Task directions
From the entries that follow, extract each line holding the string "stone".
START Input records
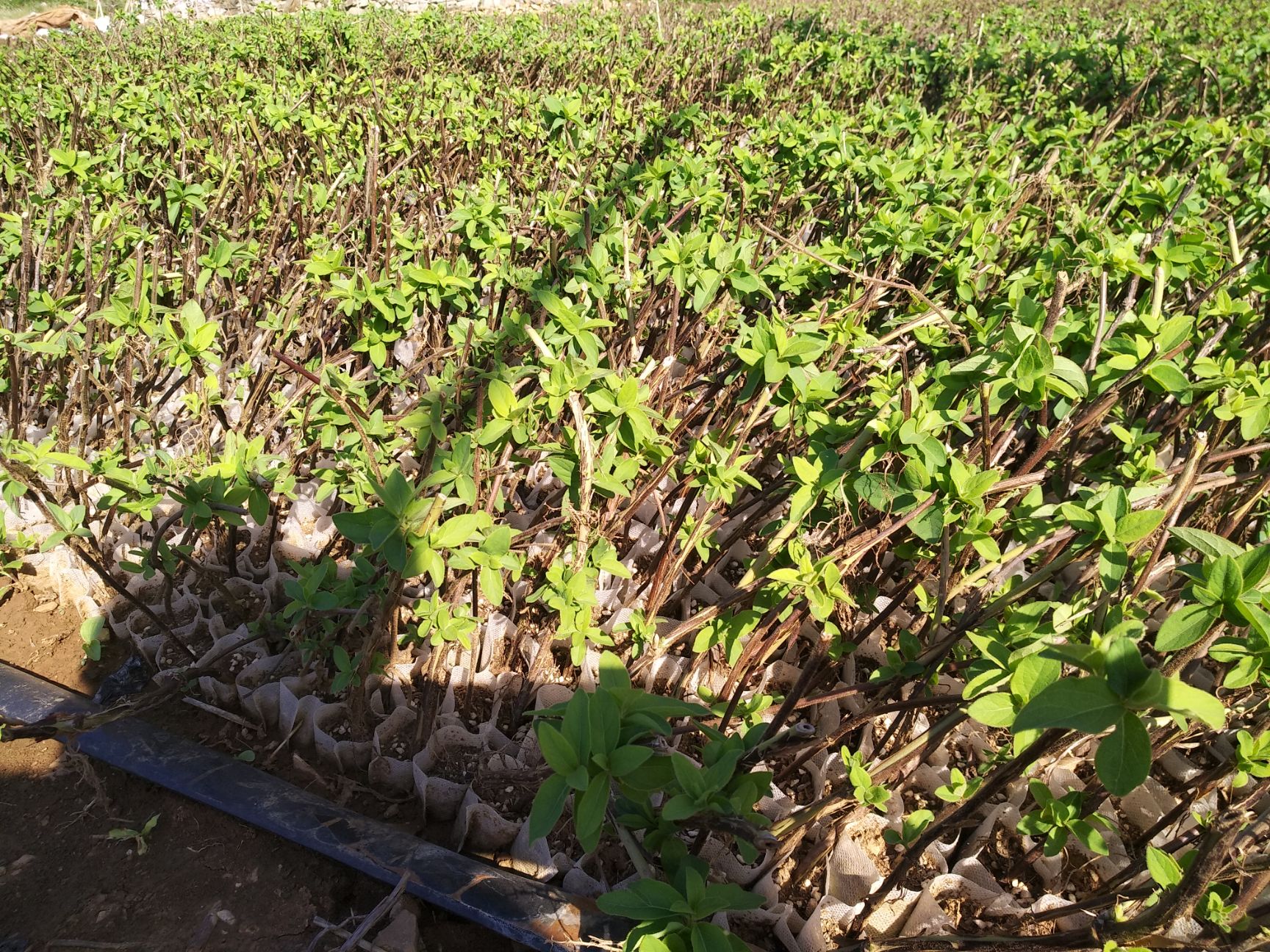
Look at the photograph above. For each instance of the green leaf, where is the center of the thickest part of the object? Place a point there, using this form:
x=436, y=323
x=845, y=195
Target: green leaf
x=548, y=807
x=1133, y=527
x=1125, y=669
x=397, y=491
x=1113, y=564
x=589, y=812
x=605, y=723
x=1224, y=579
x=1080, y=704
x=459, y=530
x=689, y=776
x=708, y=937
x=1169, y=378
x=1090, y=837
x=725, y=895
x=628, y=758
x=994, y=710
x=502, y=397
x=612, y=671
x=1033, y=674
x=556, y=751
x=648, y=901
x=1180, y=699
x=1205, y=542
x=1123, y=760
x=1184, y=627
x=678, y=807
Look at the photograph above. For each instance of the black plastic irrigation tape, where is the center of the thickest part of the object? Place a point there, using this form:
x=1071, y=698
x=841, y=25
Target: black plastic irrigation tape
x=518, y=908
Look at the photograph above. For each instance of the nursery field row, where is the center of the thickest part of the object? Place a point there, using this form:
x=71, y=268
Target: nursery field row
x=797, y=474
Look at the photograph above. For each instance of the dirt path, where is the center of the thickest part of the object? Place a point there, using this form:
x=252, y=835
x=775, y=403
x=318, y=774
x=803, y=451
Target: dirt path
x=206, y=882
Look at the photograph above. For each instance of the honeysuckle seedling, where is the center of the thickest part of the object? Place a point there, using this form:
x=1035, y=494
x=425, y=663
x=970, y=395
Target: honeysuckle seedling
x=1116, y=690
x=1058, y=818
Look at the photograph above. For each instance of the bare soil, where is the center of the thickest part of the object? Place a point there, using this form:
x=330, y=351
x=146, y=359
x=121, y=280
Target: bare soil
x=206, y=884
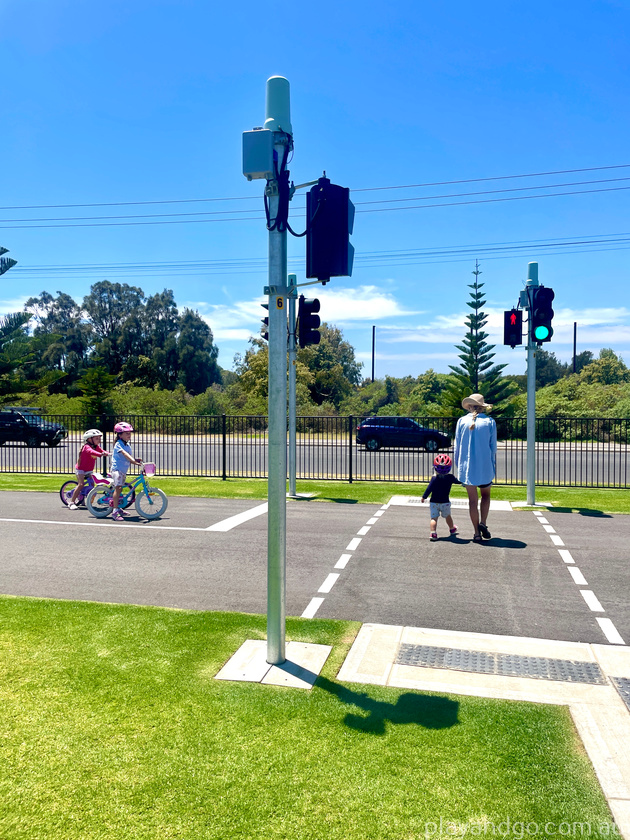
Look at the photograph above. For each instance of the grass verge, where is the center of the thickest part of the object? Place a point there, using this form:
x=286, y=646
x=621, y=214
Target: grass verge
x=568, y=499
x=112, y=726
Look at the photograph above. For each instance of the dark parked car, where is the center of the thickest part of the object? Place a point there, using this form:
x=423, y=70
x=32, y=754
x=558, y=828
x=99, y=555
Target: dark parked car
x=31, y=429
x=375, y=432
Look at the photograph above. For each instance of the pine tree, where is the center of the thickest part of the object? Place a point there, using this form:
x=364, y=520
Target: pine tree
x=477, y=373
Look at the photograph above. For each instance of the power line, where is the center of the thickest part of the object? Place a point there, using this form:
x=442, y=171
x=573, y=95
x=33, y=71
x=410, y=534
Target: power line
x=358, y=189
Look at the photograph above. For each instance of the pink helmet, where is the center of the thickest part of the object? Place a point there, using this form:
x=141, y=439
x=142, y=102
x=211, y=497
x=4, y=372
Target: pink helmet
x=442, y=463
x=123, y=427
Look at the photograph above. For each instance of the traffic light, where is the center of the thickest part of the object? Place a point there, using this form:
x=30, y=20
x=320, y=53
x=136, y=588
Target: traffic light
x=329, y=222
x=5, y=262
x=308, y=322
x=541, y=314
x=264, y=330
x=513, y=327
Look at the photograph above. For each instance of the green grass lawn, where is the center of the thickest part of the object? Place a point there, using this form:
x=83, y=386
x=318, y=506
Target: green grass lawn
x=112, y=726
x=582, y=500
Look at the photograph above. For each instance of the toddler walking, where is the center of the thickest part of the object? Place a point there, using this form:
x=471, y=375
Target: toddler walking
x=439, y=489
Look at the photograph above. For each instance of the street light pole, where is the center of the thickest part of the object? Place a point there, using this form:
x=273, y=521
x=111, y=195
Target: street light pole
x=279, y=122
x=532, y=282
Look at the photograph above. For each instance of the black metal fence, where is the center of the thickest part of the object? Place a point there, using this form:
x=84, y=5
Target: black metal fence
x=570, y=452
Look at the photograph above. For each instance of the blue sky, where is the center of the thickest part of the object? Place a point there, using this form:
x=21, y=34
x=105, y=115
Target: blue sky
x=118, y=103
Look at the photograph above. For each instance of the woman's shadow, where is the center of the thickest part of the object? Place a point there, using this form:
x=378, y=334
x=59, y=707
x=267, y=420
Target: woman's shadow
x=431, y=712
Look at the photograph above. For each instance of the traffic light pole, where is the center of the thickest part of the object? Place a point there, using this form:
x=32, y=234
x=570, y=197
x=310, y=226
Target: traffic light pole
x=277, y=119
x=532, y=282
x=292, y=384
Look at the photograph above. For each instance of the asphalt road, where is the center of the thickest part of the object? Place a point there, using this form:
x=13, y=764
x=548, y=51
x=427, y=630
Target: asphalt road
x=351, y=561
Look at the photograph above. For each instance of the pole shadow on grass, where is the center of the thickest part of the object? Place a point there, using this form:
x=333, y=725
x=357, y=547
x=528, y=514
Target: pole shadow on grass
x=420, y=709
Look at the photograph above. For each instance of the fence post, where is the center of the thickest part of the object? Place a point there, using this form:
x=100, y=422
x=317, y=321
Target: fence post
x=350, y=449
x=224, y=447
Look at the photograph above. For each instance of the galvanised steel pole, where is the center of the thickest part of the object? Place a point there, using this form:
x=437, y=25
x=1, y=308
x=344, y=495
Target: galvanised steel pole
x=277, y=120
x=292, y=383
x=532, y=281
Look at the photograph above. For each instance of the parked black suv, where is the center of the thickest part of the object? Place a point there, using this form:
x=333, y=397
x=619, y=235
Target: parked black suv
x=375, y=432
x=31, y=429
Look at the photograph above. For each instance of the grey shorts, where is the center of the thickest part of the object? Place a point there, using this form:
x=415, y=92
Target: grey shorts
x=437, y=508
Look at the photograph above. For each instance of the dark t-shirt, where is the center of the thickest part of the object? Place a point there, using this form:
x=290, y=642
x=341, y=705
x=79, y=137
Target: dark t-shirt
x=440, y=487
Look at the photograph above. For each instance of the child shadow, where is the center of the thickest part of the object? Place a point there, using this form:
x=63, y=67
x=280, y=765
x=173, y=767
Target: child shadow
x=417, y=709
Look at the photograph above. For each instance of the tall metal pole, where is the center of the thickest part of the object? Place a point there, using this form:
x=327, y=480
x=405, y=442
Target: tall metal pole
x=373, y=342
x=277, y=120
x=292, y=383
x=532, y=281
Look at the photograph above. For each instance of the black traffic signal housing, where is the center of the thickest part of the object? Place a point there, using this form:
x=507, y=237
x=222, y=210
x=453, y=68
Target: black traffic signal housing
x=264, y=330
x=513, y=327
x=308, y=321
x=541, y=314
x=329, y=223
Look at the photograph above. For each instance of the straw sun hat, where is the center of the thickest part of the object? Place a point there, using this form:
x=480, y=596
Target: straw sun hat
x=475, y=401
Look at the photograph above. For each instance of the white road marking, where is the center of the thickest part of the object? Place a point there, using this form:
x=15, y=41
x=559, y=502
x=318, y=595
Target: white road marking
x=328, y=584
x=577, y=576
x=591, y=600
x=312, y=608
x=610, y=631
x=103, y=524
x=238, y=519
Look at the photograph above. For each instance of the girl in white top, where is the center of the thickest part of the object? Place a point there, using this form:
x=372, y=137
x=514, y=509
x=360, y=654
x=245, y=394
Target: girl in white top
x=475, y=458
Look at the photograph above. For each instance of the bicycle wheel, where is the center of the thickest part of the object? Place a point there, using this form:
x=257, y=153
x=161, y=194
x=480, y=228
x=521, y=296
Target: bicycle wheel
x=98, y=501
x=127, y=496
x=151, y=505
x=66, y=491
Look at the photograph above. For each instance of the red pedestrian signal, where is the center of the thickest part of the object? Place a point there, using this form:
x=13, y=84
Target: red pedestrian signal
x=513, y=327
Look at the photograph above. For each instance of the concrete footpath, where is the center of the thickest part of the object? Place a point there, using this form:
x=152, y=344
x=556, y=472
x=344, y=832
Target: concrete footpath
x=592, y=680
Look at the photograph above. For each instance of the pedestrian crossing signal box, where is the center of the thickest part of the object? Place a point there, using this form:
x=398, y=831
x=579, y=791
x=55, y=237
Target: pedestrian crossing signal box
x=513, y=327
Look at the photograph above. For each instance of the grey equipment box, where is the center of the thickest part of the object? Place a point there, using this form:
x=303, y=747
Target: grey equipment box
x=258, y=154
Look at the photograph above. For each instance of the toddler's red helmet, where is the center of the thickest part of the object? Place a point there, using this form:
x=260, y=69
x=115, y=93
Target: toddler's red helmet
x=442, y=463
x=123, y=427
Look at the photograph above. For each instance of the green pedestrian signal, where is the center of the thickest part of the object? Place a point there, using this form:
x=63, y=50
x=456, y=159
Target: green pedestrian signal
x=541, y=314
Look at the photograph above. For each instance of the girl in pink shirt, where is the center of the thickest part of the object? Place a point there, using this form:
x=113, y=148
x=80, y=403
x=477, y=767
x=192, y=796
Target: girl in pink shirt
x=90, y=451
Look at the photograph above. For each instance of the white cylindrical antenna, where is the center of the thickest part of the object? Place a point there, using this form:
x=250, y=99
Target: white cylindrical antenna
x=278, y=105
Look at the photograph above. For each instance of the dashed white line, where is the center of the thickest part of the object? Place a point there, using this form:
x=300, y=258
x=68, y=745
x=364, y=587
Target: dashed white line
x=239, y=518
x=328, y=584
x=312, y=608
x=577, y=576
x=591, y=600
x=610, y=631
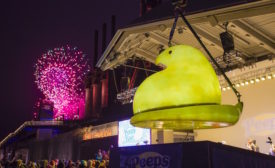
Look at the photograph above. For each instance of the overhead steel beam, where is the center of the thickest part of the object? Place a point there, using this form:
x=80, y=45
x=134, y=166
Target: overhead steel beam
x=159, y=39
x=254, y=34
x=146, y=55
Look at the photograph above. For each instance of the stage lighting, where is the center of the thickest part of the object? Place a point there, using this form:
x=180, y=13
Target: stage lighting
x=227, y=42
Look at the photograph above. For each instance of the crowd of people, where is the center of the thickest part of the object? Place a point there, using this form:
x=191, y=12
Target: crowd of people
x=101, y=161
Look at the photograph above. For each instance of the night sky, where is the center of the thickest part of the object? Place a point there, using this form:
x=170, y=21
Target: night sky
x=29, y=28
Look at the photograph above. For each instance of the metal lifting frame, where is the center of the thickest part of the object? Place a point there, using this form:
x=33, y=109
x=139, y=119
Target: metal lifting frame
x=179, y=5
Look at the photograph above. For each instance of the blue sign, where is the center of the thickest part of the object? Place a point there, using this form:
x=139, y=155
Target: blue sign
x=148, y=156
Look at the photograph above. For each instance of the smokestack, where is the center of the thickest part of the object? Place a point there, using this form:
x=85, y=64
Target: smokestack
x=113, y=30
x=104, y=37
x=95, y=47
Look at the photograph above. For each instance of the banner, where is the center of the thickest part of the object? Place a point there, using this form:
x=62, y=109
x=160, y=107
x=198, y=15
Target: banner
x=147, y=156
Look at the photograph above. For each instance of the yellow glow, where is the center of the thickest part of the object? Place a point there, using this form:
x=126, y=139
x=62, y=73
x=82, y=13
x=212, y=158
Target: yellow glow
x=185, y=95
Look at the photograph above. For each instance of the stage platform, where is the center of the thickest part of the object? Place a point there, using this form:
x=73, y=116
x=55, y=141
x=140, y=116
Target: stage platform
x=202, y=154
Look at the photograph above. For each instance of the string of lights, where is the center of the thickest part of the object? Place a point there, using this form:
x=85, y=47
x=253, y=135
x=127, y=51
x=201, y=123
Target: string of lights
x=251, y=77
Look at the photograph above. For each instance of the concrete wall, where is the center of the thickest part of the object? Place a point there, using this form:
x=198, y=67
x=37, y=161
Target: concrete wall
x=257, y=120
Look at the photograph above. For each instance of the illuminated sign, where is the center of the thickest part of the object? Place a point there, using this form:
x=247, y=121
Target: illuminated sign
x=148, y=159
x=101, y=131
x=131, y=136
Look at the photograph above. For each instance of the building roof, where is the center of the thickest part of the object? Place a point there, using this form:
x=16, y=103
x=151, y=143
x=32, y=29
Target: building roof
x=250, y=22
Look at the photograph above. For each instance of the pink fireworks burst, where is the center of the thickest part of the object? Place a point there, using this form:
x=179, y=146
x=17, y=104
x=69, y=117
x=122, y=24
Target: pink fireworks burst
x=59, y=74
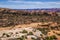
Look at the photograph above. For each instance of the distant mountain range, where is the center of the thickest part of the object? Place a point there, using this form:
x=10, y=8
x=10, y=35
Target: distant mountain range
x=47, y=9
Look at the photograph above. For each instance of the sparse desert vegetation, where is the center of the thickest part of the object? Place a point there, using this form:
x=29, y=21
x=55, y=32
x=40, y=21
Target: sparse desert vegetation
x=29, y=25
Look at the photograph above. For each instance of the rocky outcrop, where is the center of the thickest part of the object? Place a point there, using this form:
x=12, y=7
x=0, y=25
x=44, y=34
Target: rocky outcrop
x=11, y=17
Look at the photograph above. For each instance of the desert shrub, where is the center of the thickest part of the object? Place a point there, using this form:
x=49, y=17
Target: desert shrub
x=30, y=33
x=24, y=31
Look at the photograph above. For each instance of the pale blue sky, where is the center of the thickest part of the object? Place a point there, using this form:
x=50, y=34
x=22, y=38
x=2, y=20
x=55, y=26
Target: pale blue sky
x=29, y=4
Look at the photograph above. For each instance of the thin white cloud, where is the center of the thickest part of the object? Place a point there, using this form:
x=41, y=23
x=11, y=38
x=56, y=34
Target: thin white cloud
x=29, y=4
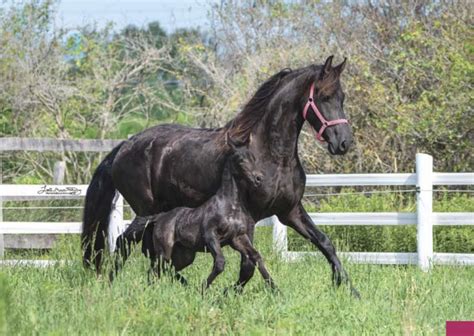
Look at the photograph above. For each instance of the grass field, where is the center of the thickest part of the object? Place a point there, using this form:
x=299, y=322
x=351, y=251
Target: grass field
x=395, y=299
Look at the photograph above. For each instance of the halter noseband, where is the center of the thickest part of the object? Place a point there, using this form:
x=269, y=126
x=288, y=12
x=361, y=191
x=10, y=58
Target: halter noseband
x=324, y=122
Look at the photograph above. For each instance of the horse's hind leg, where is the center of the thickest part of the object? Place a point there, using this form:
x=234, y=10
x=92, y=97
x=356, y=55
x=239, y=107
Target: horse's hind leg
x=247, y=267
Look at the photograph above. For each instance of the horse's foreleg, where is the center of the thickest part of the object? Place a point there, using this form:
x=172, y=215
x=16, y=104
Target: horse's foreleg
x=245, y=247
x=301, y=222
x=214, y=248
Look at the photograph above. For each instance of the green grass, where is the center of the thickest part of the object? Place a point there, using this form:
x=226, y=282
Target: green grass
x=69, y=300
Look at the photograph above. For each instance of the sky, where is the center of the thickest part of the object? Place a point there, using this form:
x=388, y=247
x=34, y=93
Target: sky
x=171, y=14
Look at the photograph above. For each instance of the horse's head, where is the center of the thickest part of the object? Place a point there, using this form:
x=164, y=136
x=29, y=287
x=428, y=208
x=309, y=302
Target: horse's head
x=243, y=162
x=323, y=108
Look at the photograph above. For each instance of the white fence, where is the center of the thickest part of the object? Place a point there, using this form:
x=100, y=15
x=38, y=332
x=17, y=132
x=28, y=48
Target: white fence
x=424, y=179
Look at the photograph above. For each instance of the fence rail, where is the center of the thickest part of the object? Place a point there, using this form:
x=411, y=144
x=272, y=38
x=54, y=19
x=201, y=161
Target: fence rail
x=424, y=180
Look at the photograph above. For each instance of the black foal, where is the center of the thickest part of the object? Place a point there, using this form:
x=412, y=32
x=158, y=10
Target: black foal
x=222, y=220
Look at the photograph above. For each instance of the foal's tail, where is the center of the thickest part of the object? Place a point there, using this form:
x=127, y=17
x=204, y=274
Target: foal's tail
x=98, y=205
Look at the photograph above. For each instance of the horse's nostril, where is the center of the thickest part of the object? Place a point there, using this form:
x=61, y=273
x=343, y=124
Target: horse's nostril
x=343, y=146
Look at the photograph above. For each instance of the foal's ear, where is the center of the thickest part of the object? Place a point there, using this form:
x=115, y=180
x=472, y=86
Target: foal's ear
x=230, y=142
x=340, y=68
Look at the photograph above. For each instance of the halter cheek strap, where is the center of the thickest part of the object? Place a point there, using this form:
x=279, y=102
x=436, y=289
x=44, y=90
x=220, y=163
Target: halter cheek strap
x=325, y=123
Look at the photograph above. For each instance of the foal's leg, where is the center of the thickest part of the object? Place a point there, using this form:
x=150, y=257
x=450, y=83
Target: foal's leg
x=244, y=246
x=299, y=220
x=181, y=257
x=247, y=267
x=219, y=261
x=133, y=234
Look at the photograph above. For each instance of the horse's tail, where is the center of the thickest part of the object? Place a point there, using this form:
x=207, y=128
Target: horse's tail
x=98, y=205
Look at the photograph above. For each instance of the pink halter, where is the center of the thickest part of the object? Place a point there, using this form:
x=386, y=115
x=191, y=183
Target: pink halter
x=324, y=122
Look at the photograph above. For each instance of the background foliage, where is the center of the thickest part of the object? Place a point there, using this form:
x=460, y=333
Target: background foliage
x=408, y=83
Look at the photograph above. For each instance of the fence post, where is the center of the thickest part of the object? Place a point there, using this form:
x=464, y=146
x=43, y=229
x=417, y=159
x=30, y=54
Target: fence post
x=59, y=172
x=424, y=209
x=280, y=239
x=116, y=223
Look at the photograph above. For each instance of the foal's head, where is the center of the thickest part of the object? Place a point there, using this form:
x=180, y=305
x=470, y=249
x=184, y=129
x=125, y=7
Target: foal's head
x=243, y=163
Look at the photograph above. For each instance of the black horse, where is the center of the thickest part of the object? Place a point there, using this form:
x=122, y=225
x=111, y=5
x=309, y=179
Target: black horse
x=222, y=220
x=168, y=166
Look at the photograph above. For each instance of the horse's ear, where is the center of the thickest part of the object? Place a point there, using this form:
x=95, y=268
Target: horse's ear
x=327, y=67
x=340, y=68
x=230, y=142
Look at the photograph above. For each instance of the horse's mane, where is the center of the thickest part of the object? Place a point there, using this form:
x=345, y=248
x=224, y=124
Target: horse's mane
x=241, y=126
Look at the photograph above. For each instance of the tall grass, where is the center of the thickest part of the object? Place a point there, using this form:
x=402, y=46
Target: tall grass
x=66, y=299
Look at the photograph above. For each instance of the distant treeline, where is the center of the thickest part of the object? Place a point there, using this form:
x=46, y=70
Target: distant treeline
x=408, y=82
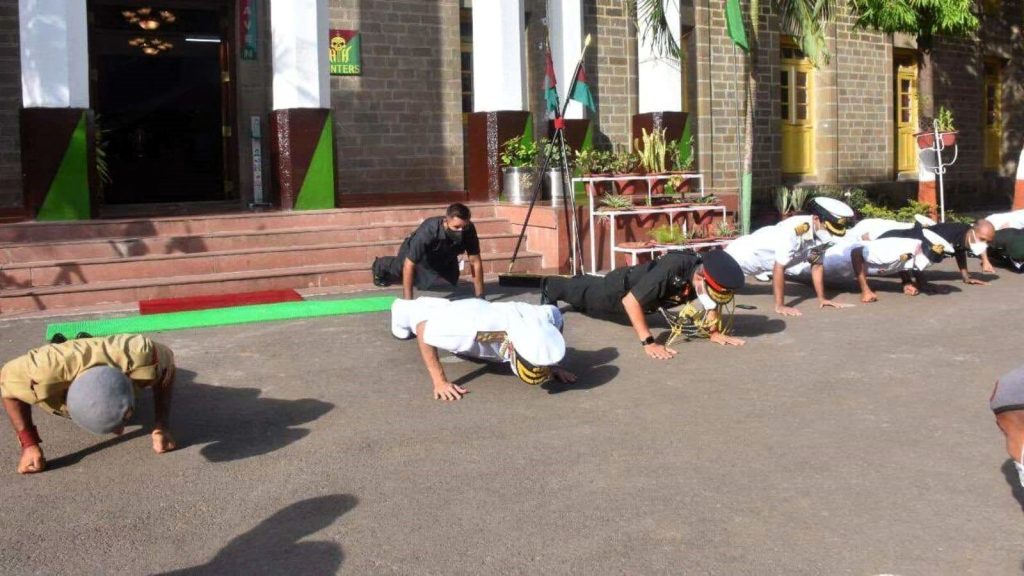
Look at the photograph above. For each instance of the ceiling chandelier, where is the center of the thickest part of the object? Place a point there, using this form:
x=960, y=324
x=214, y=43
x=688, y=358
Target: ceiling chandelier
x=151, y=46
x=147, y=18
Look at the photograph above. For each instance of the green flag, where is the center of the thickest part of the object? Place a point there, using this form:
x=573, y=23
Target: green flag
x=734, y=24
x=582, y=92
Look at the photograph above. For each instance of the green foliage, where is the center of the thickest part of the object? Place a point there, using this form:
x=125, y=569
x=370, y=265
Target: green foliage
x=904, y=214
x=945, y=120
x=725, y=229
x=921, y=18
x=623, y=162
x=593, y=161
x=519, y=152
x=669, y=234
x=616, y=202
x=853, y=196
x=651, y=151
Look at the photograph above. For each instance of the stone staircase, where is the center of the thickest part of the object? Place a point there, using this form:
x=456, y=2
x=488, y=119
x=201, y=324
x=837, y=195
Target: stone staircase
END Input records
Reply to the task
Look at the photograph above. For each instance of the stone staircase, where is the center of the thickest part of the object? Place a point there, using this form:
Target: stone staircase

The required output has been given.